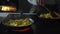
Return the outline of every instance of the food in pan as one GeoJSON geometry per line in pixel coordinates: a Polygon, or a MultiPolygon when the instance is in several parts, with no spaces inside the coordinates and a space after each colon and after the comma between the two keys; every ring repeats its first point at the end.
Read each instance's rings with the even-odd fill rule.
{"type": "Polygon", "coordinates": [[[1,11],[16,11],[16,7],[12,7],[12,6],[0,6],[1,7],[1,11]]]}
{"type": "Polygon", "coordinates": [[[12,20],[10,19],[6,25],[8,26],[27,26],[27,25],[30,25],[31,24],[31,21],[26,18],[26,19],[16,19],[16,20],[12,20]]]}
{"type": "Polygon", "coordinates": [[[40,17],[42,17],[42,18],[53,18],[50,13],[40,14],[40,17]]]}
{"type": "Polygon", "coordinates": [[[53,13],[45,13],[45,14],[40,14],[40,17],[41,18],[50,18],[50,19],[57,19],[57,18],[60,18],[60,14],[54,12],[54,14],[56,15],[56,17],[53,17],[53,13]]]}

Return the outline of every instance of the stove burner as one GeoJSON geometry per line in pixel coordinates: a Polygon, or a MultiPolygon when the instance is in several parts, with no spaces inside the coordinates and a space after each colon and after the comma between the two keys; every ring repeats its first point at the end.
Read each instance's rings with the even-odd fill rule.
{"type": "Polygon", "coordinates": [[[28,31],[28,30],[30,30],[31,28],[30,27],[28,27],[28,28],[25,28],[25,29],[23,29],[23,30],[12,30],[13,32],[25,32],[25,31],[28,31]]]}
{"type": "Polygon", "coordinates": [[[0,30],[0,32],[1,32],[1,34],[34,34],[34,32],[33,32],[33,29],[32,29],[32,27],[28,27],[28,28],[25,28],[24,30],[26,30],[26,31],[15,31],[15,32],[13,32],[13,31],[8,31],[8,30],[3,30],[3,28],[2,28],[2,30],[0,30]]]}

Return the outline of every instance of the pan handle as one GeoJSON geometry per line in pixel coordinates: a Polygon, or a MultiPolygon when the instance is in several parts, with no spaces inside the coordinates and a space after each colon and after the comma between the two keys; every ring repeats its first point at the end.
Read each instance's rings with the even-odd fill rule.
{"type": "Polygon", "coordinates": [[[30,20],[32,23],[34,23],[34,20],[33,20],[33,19],[29,18],[29,20],[30,20]]]}

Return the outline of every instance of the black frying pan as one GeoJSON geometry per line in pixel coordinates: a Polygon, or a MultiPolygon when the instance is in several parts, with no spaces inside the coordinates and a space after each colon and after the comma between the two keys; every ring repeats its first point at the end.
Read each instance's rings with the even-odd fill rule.
{"type": "Polygon", "coordinates": [[[27,31],[27,29],[31,28],[31,25],[33,24],[33,20],[30,18],[31,16],[28,17],[28,15],[20,15],[20,14],[9,14],[3,21],[2,21],[2,27],[4,27],[5,30],[8,30],[8,31],[27,31]],[[29,20],[31,21],[32,24],[30,25],[27,25],[27,26],[8,26],[8,25],[5,25],[5,23],[7,23],[7,21],[9,19],[25,19],[25,18],[29,18],[29,20]]]}
{"type": "MultiPolygon", "coordinates": [[[[40,23],[53,23],[53,24],[59,24],[60,22],[60,18],[52,18],[52,19],[49,19],[49,18],[42,18],[42,17],[39,17],[40,14],[46,14],[46,13],[49,13],[51,12],[52,14],[54,14],[54,11],[51,11],[49,10],[46,6],[40,6],[39,5],[39,11],[37,12],[37,17],[39,18],[39,22],[40,23]]],[[[52,15],[54,16],[54,15],[52,15]]]]}

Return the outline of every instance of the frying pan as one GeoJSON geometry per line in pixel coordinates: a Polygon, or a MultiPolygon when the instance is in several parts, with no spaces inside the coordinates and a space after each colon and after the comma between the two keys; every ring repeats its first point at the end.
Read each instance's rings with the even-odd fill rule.
{"type": "Polygon", "coordinates": [[[25,19],[25,18],[29,18],[29,20],[31,21],[31,23],[33,24],[34,21],[33,19],[31,19],[31,16],[28,17],[28,15],[20,15],[20,14],[9,14],[3,21],[2,21],[2,26],[4,27],[3,30],[6,30],[7,32],[8,31],[15,31],[15,32],[25,32],[25,31],[28,31],[30,28],[31,28],[31,25],[27,25],[27,26],[8,26],[8,25],[5,25],[5,23],[7,23],[7,21],[9,19],[25,19]]]}
{"type": "Polygon", "coordinates": [[[51,11],[49,10],[46,6],[43,6],[43,5],[38,5],[39,7],[39,11],[37,12],[37,17],[39,19],[39,22],[40,24],[42,23],[50,23],[50,24],[59,24],[60,22],[60,18],[52,18],[52,19],[49,19],[49,18],[42,18],[42,17],[39,17],[40,14],[44,14],[44,13],[53,13],[54,11],[51,11]]]}

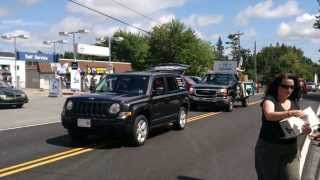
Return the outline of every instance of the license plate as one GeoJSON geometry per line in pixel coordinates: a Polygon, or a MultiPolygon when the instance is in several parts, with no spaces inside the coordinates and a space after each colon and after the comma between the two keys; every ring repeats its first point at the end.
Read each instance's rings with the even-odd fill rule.
{"type": "Polygon", "coordinates": [[[77,126],[78,127],[91,127],[91,119],[78,119],[77,126]]]}

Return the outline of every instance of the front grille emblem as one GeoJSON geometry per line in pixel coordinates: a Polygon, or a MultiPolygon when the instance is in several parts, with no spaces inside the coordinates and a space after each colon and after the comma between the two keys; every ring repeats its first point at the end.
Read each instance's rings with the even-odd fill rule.
{"type": "Polygon", "coordinates": [[[93,100],[95,100],[95,98],[94,98],[94,97],[90,97],[90,98],[88,98],[88,99],[90,99],[90,100],[92,100],[92,101],[93,101],[93,100]]]}

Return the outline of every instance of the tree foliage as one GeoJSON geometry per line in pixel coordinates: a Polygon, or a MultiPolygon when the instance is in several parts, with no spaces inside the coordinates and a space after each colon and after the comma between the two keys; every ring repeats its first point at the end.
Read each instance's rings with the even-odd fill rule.
{"type": "MultiPolygon", "coordinates": [[[[254,69],[253,58],[250,59],[249,69],[254,69]]],[[[307,81],[313,79],[315,72],[319,72],[320,66],[313,63],[311,59],[303,55],[301,49],[286,46],[284,44],[277,46],[264,47],[257,54],[257,73],[258,80],[269,82],[276,74],[288,72],[303,77],[307,81]]]]}
{"type": "Polygon", "coordinates": [[[191,65],[187,73],[201,74],[212,68],[215,53],[208,42],[199,39],[191,28],[173,20],[156,26],[149,40],[150,63],[191,65]]]}
{"type": "Polygon", "coordinates": [[[225,57],[224,57],[224,46],[223,46],[223,42],[222,42],[222,39],[221,39],[221,36],[219,36],[219,39],[217,41],[217,44],[216,44],[216,57],[217,57],[217,60],[225,60],[225,57]]]}

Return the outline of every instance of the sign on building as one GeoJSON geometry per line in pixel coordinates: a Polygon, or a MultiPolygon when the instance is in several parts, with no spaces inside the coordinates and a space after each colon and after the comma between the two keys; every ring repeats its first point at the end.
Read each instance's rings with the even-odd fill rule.
{"type": "Polygon", "coordinates": [[[59,62],[59,56],[57,54],[46,54],[42,52],[30,53],[30,52],[17,52],[17,60],[22,61],[38,61],[38,62],[59,62]]]}
{"type": "Polygon", "coordinates": [[[110,51],[108,47],[93,46],[88,44],[76,44],[76,50],[79,54],[93,55],[93,56],[109,56],[110,51]]]}

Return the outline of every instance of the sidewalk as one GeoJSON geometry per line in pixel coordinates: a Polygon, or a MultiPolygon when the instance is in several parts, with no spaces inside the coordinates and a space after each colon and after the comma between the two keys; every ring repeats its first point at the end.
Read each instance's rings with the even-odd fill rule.
{"type": "MultiPolygon", "coordinates": [[[[49,96],[48,89],[31,89],[25,88],[22,89],[28,96],[49,96]]],[[[73,95],[84,95],[88,94],[89,92],[74,92],[70,89],[62,89],[61,96],[73,96],[73,95]]]]}

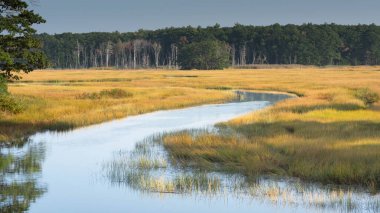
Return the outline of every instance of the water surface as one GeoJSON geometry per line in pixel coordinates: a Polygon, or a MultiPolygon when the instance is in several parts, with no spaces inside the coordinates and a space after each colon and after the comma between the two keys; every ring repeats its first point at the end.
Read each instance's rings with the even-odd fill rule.
{"type": "MultiPolygon", "coordinates": [[[[302,203],[294,205],[291,202],[273,200],[273,196],[270,196],[273,190],[277,190],[277,196],[284,196],[284,191],[293,190],[294,187],[287,189],[291,183],[284,180],[263,180],[263,187],[260,188],[259,183],[254,185],[254,189],[242,184],[238,195],[227,190],[210,196],[207,193],[157,193],[139,190],[128,184],[115,184],[105,174],[104,165],[115,160],[115,156],[120,153],[133,151],[137,143],[151,135],[210,128],[218,122],[262,109],[288,96],[240,93],[238,97],[232,103],[158,111],[64,133],[38,133],[21,148],[3,148],[1,157],[12,156],[13,159],[18,159],[13,164],[21,168],[12,165],[9,167],[13,170],[10,170],[0,166],[3,169],[0,181],[3,186],[9,186],[2,187],[0,191],[0,210],[19,211],[28,209],[30,205],[28,211],[38,213],[335,212],[336,208],[311,208],[310,205],[302,203]],[[265,188],[265,185],[268,187],[265,188]],[[247,193],[256,194],[246,196],[247,193]]],[[[225,181],[224,177],[221,178],[225,181]]],[[[330,193],[328,189],[318,187],[313,190],[317,194],[330,193]],[[318,190],[321,190],[320,193],[318,190]]],[[[286,196],[296,195],[289,192],[286,196]]],[[[378,197],[371,197],[365,192],[359,197],[376,202],[378,200],[378,197]]],[[[378,205],[376,202],[371,205],[378,205]]],[[[368,205],[356,210],[375,209],[368,205]]]]}

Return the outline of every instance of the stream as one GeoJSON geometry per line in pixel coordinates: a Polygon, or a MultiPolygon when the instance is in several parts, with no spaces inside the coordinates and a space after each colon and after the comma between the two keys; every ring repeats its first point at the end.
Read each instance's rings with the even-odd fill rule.
{"type": "MultiPolygon", "coordinates": [[[[195,175],[165,162],[165,168],[158,166],[149,173],[160,180],[166,178],[155,181],[155,187],[174,180],[197,183],[172,193],[147,188],[149,177],[143,177],[142,185],[142,176],[133,179],[130,173],[124,174],[133,168],[117,167],[115,171],[115,165],[124,165],[119,164],[120,159],[133,158],[131,153],[153,135],[212,129],[218,122],[286,98],[289,96],[284,94],[238,92],[236,100],[225,104],[157,111],[67,132],[37,133],[21,147],[1,149],[1,157],[11,163],[0,165],[0,212],[377,212],[379,196],[359,189],[270,177],[247,183],[239,175],[195,175]]],[[[167,157],[159,145],[150,148],[151,153],[167,157]]],[[[153,179],[149,181],[151,186],[153,179]]]]}

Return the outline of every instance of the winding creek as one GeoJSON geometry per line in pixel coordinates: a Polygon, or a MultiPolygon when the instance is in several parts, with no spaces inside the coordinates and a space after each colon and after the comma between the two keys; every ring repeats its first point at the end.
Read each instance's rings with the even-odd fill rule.
{"type": "MultiPolygon", "coordinates": [[[[136,184],[115,171],[115,165],[122,162],[120,159],[133,158],[131,153],[152,135],[212,129],[218,122],[288,98],[283,94],[245,92],[240,92],[239,97],[230,103],[158,111],[64,133],[38,133],[22,147],[3,148],[3,156],[14,156],[14,165],[1,174],[0,212],[17,212],[29,205],[29,212],[38,213],[376,212],[380,209],[378,195],[297,180],[263,177],[255,183],[246,183],[237,175],[200,174],[197,177],[204,180],[205,186],[190,186],[191,189],[182,193],[160,193],[144,188],[141,179],[136,184]]],[[[150,153],[165,158],[162,147],[151,145],[150,153]]],[[[191,171],[179,171],[170,165],[150,172],[151,176],[168,181],[189,174],[194,177],[191,171]]]]}

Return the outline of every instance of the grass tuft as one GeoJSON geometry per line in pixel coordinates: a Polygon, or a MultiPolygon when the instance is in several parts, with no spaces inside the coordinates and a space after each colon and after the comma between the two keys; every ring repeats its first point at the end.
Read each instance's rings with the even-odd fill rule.
{"type": "Polygon", "coordinates": [[[101,98],[130,98],[133,93],[122,89],[102,90],[100,92],[83,93],[77,96],[77,99],[101,99],[101,98]]]}
{"type": "Polygon", "coordinates": [[[379,95],[368,88],[356,89],[355,97],[363,101],[367,107],[380,100],[379,95]]]}

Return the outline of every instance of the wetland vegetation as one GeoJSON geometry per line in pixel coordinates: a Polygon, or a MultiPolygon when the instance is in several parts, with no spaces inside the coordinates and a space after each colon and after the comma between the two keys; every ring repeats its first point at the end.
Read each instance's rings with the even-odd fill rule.
{"type": "Polygon", "coordinates": [[[220,197],[228,192],[249,195],[248,200],[257,196],[270,203],[367,211],[369,206],[378,209],[379,75],[378,67],[35,71],[8,84],[12,97],[28,107],[1,112],[1,134],[3,140],[15,139],[155,110],[244,99],[244,94],[236,98],[235,90],[297,94],[280,102],[268,99],[276,103],[220,123],[213,131],[165,134],[151,145],[167,155],[149,154],[142,146],[146,155],[107,164],[106,176],[113,185],[144,193],[220,197]],[[238,178],[231,180],[231,175],[238,178]],[[295,184],[284,188],[281,181],[294,183],[292,178],[295,184]],[[315,184],[311,192],[298,187],[309,190],[315,184]]]}
{"type": "MultiPolygon", "coordinates": [[[[186,134],[200,137],[202,134],[210,135],[211,132],[220,134],[219,131],[191,130],[186,131],[186,134]]],[[[113,185],[125,186],[144,194],[157,193],[160,196],[181,194],[212,200],[220,197],[228,199],[232,195],[241,201],[258,199],[285,208],[304,206],[321,211],[339,212],[380,210],[379,195],[366,194],[363,189],[354,186],[311,184],[297,178],[279,176],[260,175],[253,178],[233,170],[227,172],[226,169],[231,167],[226,168],[223,163],[218,165],[219,169],[211,169],[210,163],[193,164],[194,161],[188,158],[181,158],[179,163],[178,156],[173,156],[172,151],[165,151],[167,137],[178,134],[151,136],[137,143],[131,151],[115,153],[114,158],[103,165],[106,178],[113,185]]],[[[196,142],[204,144],[204,141],[196,142]]],[[[257,162],[253,162],[255,163],[257,162]]],[[[244,168],[240,169],[244,171],[244,168]]]]}

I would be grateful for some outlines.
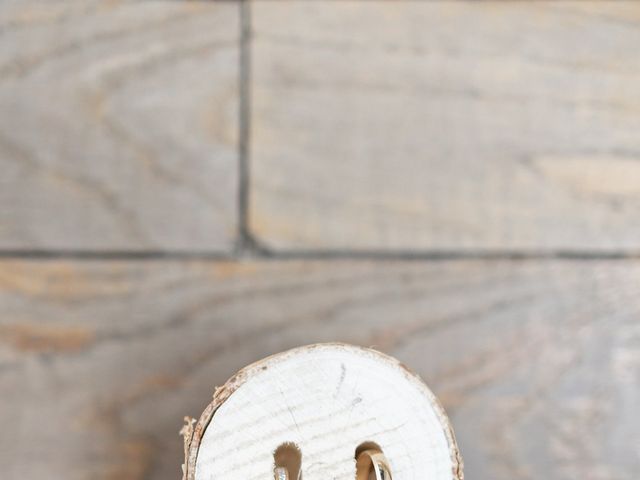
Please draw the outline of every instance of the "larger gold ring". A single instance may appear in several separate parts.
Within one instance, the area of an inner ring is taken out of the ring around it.
[[[372,473],[375,474],[375,477],[371,476]],[[358,455],[356,480],[391,480],[389,462],[380,450],[365,450]]]

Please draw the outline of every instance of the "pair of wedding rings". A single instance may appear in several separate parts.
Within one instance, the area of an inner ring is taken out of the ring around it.
[[[301,480],[302,472],[297,478],[291,478],[284,467],[276,467],[275,480]],[[356,480],[391,480],[391,469],[384,454],[377,449],[365,450],[356,459]]]

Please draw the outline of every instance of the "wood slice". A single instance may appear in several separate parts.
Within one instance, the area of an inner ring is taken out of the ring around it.
[[[271,480],[288,446],[304,480],[352,480],[356,451],[372,445],[394,480],[463,479],[433,393],[371,349],[318,344],[268,357],[217,388],[197,423],[186,420],[185,480]]]

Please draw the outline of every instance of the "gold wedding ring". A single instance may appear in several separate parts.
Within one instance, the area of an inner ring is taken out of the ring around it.
[[[273,471],[276,480],[290,480],[289,472],[284,467],[276,467]]]
[[[358,455],[356,480],[391,480],[389,462],[380,450],[365,450]]]
[[[273,473],[275,480],[300,478],[289,478],[289,471],[284,467],[276,467]],[[360,453],[356,460],[356,480],[391,480],[391,468],[384,453],[375,448]]]

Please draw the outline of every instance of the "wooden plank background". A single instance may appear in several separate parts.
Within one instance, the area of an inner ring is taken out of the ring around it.
[[[177,478],[182,415],[300,344],[375,345],[452,417],[473,478],[633,480],[640,265],[2,263],[3,478]]]
[[[638,250],[640,3],[257,2],[281,250]]]
[[[467,478],[640,476],[640,4],[0,6],[0,477],[179,478],[266,355],[375,346]]]
[[[238,13],[3,2],[0,247],[229,250]]]

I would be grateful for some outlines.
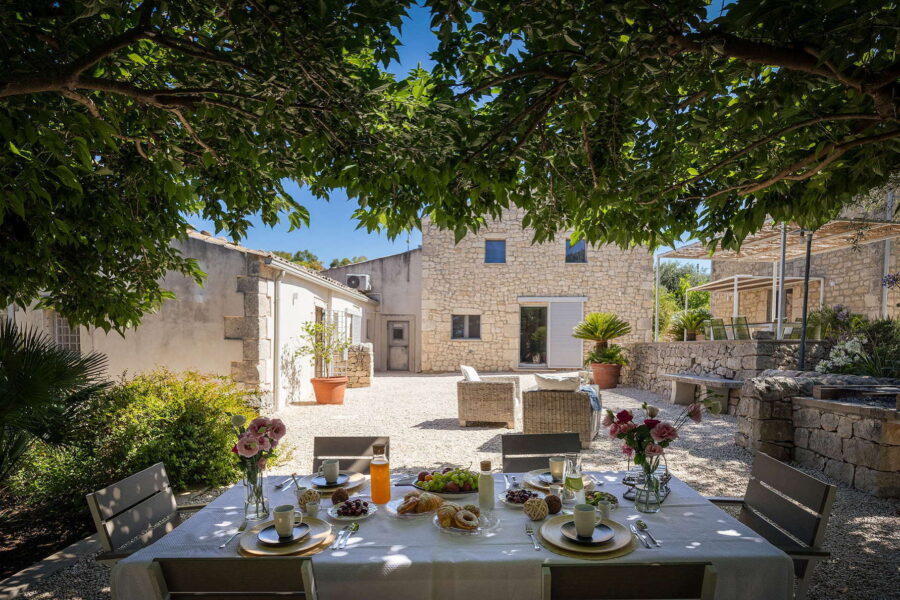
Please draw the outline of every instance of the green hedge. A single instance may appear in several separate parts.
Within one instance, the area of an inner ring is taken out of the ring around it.
[[[21,502],[85,510],[84,495],[163,462],[173,487],[239,478],[228,413],[253,418],[254,397],[230,381],[158,371],[122,381],[88,402],[63,448],[34,444],[10,482]]]

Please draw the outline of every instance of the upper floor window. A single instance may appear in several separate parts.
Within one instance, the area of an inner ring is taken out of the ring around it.
[[[484,241],[484,262],[486,262],[486,263],[505,263],[506,262],[506,240],[485,240]]]
[[[481,315],[452,315],[450,337],[454,340],[481,338]]]
[[[81,333],[78,327],[69,325],[59,313],[53,313],[53,340],[64,350],[81,352]]]
[[[584,240],[578,240],[574,244],[572,243],[572,240],[566,240],[566,262],[587,262],[587,245],[584,243]]]

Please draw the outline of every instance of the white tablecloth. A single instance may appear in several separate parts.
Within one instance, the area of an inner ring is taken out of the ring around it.
[[[621,473],[595,475],[606,481],[600,489],[622,497]],[[272,487],[283,479],[270,477],[267,481],[272,506],[295,503],[293,487],[288,491]],[[500,493],[503,478],[496,476],[495,484]],[[672,493],[656,514],[638,513],[628,500],[620,500],[619,508],[612,512],[612,518],[621,523],[642,518],[662,548],[640,546],[627,556],[589,564],[709,561],[718,573],[717,598],[791,597],[793,566],[786,554],[683,482],[673,478],[670,486]],[[393,487],[393,495],[401,497],[409,489]],[[111,574],[113,598],[158,600],[148,570],[156,557],[235,556],[237,539],[224,549],[218,546],[241,523],[242,492],[241,486],[233,487],[156,543],[119,562]],[[476,495],[468,498],[477,503]],[[524,533],[526,517],[520,510],[498,503],[495,513],[499,526],[490,535],[472,537],[442,533],[429,518],[401,520],[381,509],[360,522],[360,530],[346,550],[326,550],[313,557],[319,597],[540,600],[543,564],[588,562],[548,550],[536,552]],[[320,517],[327,518],[324,511]]]

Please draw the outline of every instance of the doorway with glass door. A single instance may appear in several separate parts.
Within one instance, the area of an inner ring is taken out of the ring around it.
[[[578,369],[582,344],[572,329],[583,315],[581,298],[546,299],[519,307],[519,366]]]

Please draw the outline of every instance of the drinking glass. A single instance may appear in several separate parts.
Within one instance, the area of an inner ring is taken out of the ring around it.
[[[584,474],[581,472],[581,455],[566,454],[566,489],[575,496],[576,504],[584,503]]]

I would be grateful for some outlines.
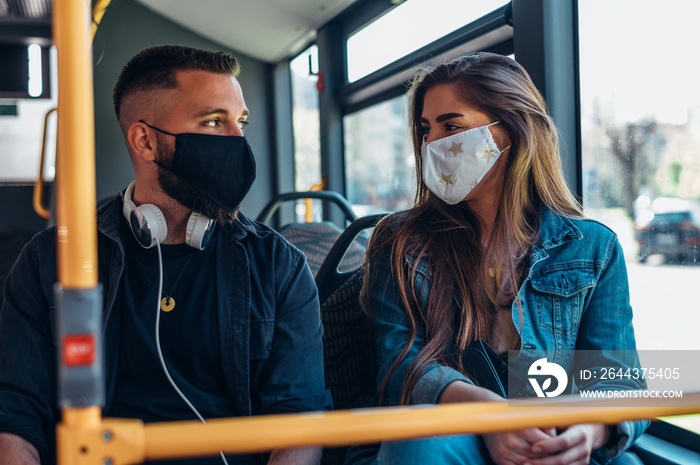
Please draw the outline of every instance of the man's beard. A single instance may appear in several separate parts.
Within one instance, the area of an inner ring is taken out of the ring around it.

+-------+

- WORK TASK:
Copy exactly the lines from the one containing "Please draw the outline of every instance of the man's" through the last line of the records, both included, and nothing else.

- FINISHED EXERCISE:
Please draw the outline of every instance of the man's beard. A single instance may appear in several separate parts.
Within one instance, the area of an inner ring is taken out of the ring around it.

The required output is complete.